▸ Exercise brief
Nothing outside the range below should be printed. Output exactly the lines from the line with "Target: beige floor tile" to the line with "of the toilet", both included.

---------- Records for the exercise

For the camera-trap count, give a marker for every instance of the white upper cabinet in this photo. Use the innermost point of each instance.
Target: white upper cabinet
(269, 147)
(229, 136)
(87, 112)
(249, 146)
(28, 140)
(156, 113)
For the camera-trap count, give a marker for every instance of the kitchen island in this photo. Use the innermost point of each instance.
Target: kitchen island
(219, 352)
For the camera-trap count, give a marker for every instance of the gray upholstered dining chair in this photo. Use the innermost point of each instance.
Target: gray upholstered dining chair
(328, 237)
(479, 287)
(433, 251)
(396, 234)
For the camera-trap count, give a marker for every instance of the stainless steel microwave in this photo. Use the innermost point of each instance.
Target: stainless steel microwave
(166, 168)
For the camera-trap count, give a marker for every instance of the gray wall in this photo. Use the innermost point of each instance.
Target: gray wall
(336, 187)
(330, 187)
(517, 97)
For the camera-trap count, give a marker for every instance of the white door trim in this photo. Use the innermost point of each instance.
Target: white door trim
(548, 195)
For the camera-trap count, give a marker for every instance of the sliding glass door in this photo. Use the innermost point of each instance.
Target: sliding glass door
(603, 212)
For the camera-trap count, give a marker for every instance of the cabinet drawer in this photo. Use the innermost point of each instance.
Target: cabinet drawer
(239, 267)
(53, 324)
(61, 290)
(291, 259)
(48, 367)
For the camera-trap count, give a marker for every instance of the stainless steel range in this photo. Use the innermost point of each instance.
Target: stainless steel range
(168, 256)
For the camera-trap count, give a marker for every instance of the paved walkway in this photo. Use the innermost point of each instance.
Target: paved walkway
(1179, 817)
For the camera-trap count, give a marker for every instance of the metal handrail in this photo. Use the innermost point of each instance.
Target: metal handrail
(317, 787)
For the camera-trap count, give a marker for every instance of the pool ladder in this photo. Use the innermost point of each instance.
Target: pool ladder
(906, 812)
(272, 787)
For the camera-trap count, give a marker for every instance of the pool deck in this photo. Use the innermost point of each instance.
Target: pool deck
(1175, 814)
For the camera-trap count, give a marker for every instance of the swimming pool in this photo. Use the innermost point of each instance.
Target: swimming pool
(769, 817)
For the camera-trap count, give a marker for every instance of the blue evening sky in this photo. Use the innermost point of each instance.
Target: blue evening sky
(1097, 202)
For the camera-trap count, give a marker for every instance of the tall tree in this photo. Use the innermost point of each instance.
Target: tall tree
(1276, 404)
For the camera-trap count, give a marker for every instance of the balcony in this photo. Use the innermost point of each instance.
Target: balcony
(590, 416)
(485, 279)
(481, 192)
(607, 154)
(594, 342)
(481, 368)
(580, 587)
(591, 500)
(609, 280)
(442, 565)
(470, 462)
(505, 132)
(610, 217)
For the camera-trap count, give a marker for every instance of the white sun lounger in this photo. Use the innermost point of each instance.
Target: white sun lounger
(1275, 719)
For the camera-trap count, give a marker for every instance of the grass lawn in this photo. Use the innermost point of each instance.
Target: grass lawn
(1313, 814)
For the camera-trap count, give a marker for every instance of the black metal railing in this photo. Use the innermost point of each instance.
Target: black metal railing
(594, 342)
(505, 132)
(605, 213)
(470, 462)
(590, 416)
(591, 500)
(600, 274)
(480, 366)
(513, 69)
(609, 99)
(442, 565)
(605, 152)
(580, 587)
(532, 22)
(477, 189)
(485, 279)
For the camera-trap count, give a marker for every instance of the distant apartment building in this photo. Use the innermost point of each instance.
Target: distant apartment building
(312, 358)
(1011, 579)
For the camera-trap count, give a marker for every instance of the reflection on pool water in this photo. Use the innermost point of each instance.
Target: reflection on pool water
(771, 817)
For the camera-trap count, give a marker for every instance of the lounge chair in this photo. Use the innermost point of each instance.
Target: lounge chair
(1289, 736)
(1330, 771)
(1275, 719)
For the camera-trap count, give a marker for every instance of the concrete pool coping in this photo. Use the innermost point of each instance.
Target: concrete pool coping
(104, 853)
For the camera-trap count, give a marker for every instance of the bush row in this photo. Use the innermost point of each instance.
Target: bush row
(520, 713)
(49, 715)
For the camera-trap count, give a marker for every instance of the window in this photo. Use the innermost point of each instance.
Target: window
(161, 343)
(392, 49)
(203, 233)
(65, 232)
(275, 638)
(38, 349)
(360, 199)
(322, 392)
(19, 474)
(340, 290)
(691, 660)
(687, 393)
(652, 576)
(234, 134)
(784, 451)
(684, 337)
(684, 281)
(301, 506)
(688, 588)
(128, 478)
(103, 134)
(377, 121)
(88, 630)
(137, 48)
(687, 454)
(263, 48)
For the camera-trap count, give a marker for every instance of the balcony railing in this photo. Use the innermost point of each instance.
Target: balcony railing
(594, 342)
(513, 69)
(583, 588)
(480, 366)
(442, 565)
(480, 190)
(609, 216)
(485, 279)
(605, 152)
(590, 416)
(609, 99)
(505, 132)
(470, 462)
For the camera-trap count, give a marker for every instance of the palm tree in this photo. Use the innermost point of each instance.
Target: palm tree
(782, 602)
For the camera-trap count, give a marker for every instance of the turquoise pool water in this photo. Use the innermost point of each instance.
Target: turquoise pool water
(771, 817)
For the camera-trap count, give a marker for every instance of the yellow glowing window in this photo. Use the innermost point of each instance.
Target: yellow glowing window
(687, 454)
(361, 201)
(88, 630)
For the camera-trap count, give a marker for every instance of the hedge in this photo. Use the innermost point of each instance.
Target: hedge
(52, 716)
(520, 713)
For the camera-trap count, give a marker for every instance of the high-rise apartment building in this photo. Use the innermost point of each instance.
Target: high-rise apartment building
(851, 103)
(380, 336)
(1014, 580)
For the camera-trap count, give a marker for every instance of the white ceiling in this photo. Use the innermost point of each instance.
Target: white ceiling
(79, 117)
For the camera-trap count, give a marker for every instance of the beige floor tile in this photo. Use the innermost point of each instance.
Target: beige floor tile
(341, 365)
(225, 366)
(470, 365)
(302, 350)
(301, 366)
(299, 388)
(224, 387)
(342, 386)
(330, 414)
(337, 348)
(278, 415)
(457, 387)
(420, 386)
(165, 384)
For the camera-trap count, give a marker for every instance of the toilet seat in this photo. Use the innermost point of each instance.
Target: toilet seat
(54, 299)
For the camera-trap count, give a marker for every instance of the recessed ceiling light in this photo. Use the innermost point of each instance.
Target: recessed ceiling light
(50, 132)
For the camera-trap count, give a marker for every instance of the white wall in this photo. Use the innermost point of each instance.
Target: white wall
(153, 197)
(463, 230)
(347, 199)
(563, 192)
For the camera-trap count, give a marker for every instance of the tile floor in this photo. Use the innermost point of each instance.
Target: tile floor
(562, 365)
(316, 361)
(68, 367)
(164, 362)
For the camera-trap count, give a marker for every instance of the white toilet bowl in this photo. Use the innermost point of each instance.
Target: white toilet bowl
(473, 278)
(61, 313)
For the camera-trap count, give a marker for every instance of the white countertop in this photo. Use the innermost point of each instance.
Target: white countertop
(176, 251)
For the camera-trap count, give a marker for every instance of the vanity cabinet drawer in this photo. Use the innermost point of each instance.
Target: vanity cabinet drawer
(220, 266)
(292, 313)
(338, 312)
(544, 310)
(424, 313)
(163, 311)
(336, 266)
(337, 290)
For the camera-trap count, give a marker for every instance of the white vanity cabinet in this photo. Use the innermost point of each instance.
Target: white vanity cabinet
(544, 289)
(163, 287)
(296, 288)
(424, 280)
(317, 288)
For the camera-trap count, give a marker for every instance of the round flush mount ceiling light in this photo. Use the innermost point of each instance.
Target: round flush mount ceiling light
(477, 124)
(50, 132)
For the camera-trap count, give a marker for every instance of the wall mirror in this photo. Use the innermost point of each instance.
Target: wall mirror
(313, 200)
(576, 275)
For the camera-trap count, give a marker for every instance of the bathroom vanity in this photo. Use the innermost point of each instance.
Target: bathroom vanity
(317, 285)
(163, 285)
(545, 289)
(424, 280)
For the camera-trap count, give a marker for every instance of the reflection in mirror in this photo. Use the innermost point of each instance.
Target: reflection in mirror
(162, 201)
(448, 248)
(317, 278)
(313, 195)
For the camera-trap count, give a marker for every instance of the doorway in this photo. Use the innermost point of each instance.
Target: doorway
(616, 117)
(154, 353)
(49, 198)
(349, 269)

--------------------

▸ Response for this exercise
Target: beige floor tile
(341, 365)
(225, 366)
(470, 365)
(302, 350)
(301, 366)
(299, 388)
(224, 387)
(342, 386)
(330, 414)
(337, 348)
(278, 415)
(457, 387)
(420, 386)
(165, 384)
For the camera-trap count, give a marker for every instance of the toilet seat in this photo. Use the innermost point of each instance.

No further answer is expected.